▶ _DATA ENTRIES_
____________________
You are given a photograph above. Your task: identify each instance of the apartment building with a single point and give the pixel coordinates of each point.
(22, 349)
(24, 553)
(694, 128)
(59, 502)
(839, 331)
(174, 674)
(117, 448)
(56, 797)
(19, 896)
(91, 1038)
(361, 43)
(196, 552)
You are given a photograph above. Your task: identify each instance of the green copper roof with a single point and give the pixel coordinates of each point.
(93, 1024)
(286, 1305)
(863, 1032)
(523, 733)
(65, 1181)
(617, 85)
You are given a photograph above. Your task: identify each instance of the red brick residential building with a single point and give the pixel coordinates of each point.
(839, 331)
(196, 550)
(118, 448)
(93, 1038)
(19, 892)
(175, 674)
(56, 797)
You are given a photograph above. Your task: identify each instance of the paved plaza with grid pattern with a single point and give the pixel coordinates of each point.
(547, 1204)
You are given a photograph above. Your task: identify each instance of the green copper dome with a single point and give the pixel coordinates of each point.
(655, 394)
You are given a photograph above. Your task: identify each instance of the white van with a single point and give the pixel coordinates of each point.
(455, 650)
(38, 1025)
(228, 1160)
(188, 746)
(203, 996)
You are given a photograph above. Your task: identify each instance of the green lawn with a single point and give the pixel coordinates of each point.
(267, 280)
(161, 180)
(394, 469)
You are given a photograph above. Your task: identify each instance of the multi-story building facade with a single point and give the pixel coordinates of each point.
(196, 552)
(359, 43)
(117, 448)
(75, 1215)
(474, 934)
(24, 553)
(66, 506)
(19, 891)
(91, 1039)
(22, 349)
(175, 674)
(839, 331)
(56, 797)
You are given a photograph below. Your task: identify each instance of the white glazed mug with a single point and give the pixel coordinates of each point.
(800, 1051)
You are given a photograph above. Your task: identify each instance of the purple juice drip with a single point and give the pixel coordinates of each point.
____________________
▶ _REQUIRED TASK_
Duplicate each of the rows above word for word, keeping every line unchanged and in the same order.

▶ _RIGHT ANSWER_
You are given a photograph above. Your task: identify each instance of the apartment building with a single point and give the pixel coordinates of each point.
(22, 349)
(24, 553)
(694, 128)
(59, 502)
(839, 331)
(174, 674)
(117, 448)
(56, 797)
(19, 896)
(91, 1038)
(361, 43)
(196, 552)
You are given a photograph above. Your task: identify each instance of the green copper roof with a single point and give the pixel coordinates of each point.
(93, 1024)
(286, 1305)
(863, 1032)
(523, 733)
(65, 1181)
(617, 85)
You are given a photograph above. Your task: identify each instance of the red brick residential building with a single point and give the pixel coordinates of each point.
(839, 331)
(196, 550)
(118, 448)
(93, 1038)
(19, 892)
(175, 674)
(56, 797)
You are given a photograph above. Your task: identify each instance of the paved plaza with grid pattern with a single point and give the pixel coordinates of each point.
(547, 1204)
You are given a photograph above. Your task: identify each instance of the green copper dome with a single point and give the pixel coordinates of each point.
(655, 394)
You are given a photograph above. Your task: identify each instance of the white van with a single point and give the pixel coordinates of each point.
(455, 650)
(38, 1025)
(228, 1160)
(188, 746)
(203, 996)
You are given a photograph above. Your task: identify each instance of the green lawn with a single point and give the pixel coordinates of each point.
(267, 280)
(161, 180)
(394, 469)
You are given a photograph above. Your task: identify each instance of the multi-story building facade with a single point and give the pixel coordinates of each point.
(196, 552)
(359, 43)
(117, 448)
(75, 1215)
(474, 934)
(24, 553)
(66, 506)
(19, 891)
(91, 1039)
(22, 349)
(175, 674)
(839, 331)
(56, 797)
You are given a photograph below. Your task: identify each instance of the white glazed mug with a single point and give the pixel coordinates of each point.
(800, 1051)
You are given a photograph above. Your task: identify each instance of the purple juice drip with a single point and give the pixel coordinates of each point.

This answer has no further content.